The task - Can you render the items below as a Markdown table, from the line holding "In the picture above, where can the street" through the last line of the items (both ends included)? Give each line its own row under the columns Row and Entry, and leave out blank lines.

Dataset records -
==*==

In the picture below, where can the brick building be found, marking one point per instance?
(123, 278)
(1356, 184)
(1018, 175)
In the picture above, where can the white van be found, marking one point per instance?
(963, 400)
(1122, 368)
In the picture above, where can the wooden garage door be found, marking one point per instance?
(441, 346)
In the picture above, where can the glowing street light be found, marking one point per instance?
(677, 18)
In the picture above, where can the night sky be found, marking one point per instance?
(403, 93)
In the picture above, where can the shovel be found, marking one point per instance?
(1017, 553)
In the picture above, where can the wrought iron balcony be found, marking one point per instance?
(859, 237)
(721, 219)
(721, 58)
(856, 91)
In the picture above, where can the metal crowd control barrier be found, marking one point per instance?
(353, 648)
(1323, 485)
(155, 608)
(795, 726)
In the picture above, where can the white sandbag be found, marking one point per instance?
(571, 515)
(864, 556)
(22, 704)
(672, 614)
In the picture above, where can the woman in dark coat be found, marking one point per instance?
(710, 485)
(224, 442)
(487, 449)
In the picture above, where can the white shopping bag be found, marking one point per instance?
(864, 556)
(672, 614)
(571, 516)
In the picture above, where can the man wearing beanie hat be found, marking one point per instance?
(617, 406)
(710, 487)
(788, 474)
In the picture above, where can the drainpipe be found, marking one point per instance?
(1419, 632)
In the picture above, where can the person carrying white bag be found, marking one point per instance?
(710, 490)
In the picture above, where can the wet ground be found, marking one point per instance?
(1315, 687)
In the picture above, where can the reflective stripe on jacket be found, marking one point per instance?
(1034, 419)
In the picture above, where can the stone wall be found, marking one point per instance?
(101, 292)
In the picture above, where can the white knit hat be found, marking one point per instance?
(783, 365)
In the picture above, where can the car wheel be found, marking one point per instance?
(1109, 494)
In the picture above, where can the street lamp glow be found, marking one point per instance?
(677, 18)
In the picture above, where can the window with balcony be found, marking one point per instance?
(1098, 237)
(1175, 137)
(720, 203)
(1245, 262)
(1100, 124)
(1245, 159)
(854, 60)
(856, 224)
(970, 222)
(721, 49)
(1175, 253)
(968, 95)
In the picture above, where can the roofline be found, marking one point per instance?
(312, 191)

==*==

Solution for this problem -
| Row | Entry |
|---|---|
| 1 | In the picture above, where can the street lamp glow be found, marking one point per instance? |
| 2 | (677, 18) |
| 3 | In the picture above, where can the window with balcony be found, marking one point per instance? |
| 4 | (1098, 237) |
| 5 | (1175, 137) |
| 6 | (720, 203) |
| 7 | (1245, 262) |
| 8 | (1100, 124) |
| 9 | (1245, 159) |
| 10 | (854, 60) |
| 11 | (856, 224) |
| 12 | (970, 222) |
| 13 | (721, 49) |
| 14 | (1175, 253) |
| 15 | (968, 95) |
| 16 | In the picture above, where can the roofline be found, marking one point per instance? |
| 17 | (312, 191) |